• **What is asked**: Write out the judgment excerpt word for word, starting with "staying with PW-4" and going on through "report was submitted.".

• **Text segment**:
— Start —

PW-18 Sombir, ASI informed him to come to the place of occurrence at

2.00 a.m. and he reached at 4.00 a.m.  But PW-18 is completely silent

on this aspect.  Naturally, there must have been a first version of the

occurrence  disclosed  to  the  police  before  lodging  of  FIR  the  next

morning, which has been concealed by the prosecution. No investigation

could have started before institution of a police report. PW-2 was a child

witness aged about 12 years.  It would be highly unsafe to rely on his

evidence alone to sustain conviction without corroboration, relying on

State of Delhi versus Vijaypal, (1980) 1 SCC 582.  The witness was

staying with PW-4 after the occurrence.  He had been tutored to depose

against his mother, and therefore, his evidence was unreliable in the

facts  of  the  case.   The  false  implication  of  the  appellant  is  further

evident from the statement of PW-7 that the appellant had killed the

husband of PW-1, when the latter deposed that he had died of a heart

attack.   Despite  finger  prints  having  been  taken  from  the  place  of

occurrence and sent for forensic examination, no report was submitted.

— End —

• **Given entries**:
— Start —

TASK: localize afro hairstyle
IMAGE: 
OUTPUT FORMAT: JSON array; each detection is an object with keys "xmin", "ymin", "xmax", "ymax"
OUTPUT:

— End —
— Start —

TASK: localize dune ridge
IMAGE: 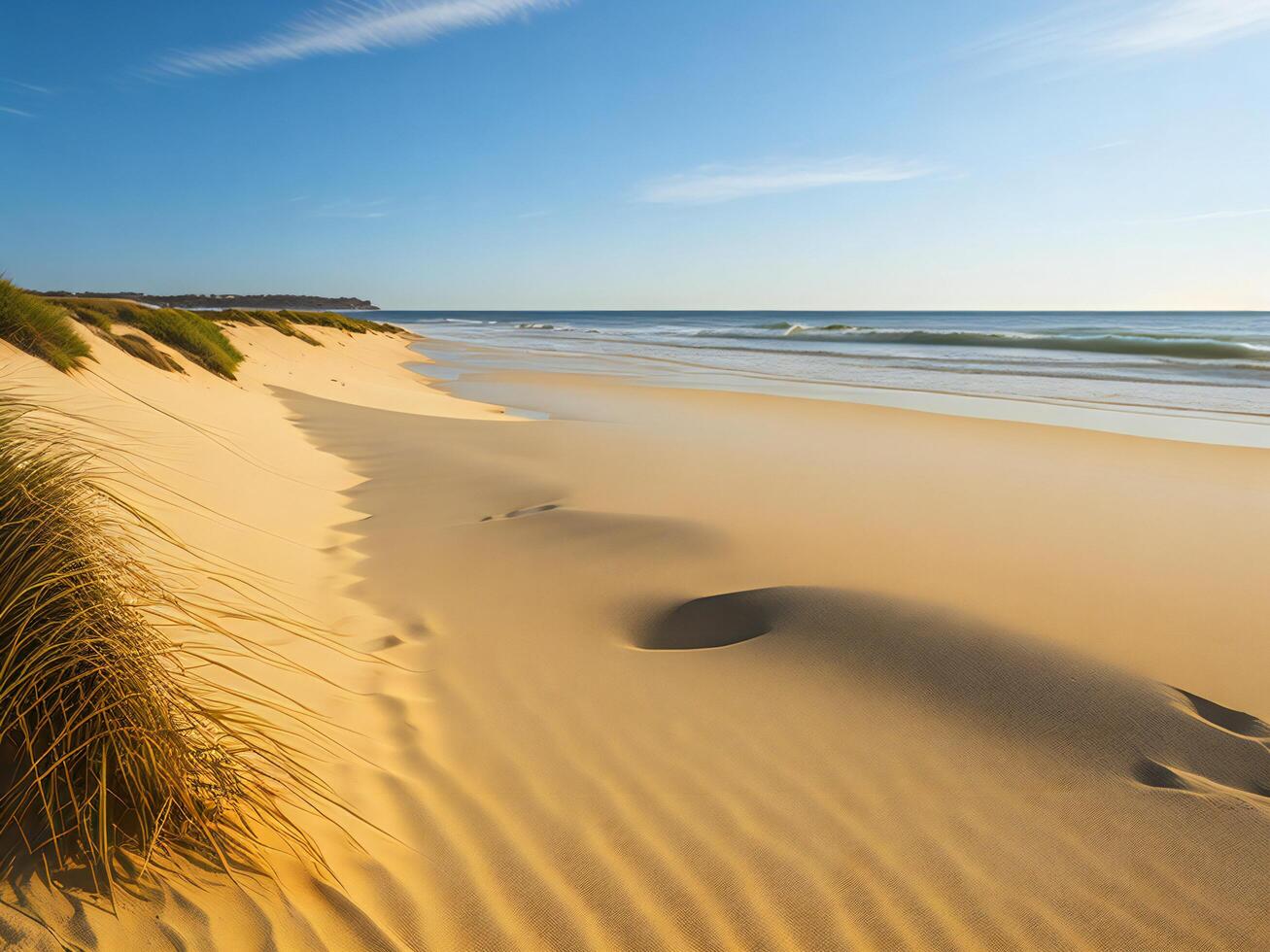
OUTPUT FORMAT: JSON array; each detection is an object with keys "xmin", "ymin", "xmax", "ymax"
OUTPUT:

— End —
— Start —

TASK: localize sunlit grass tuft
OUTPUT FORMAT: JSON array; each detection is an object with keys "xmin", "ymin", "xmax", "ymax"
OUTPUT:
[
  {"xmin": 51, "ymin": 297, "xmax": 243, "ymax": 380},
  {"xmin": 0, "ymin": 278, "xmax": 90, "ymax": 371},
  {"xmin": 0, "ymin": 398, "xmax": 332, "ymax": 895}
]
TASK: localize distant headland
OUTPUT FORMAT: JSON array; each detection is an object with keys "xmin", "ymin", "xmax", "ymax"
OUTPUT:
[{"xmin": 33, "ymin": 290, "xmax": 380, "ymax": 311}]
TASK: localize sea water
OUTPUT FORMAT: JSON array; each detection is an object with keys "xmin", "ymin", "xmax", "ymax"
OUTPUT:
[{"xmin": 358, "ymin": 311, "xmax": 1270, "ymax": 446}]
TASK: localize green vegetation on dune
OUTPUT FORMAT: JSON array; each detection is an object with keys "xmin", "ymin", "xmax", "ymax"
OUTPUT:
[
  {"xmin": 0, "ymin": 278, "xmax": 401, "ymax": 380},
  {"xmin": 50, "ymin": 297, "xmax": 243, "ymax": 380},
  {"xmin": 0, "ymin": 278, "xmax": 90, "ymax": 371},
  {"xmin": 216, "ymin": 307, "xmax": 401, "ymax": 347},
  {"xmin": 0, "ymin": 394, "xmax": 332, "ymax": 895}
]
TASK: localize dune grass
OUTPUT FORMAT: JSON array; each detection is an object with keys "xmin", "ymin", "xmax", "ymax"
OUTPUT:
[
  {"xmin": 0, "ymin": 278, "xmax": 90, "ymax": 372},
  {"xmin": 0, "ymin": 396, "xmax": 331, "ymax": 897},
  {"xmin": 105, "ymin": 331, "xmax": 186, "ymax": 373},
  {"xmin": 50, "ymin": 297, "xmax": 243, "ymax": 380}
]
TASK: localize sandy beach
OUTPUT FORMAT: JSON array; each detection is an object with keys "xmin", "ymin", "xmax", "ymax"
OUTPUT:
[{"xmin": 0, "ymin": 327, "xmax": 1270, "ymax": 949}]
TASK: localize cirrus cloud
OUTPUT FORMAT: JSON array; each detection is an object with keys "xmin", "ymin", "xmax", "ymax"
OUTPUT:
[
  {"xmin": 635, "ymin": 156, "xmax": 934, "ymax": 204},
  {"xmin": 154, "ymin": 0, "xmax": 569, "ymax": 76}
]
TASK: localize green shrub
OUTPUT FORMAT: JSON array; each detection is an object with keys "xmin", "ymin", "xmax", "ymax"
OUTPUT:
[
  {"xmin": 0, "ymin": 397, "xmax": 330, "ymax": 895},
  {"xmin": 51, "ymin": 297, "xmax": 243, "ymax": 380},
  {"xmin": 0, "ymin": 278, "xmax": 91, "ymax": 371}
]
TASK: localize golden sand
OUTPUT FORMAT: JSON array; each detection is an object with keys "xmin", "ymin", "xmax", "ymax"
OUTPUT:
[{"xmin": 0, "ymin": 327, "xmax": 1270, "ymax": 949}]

— End —

• **Reply to the task**:
staying with PW-4 after the occurrence.  He had been tutored to depose

against his mother, and therefore, his evidence was unreliable in the

facts  of  the  case.   The  false  implication  of  the  appellant  is  further

evident from the statement of PW-7 that the appellant had killed the

husband of PW-1, when the latter deposed that he had died of a heart

attack.   Despite  finger  prints  having  been  taken  from  the  place  of

occurrence and sent for forensic examination, no report was submitted.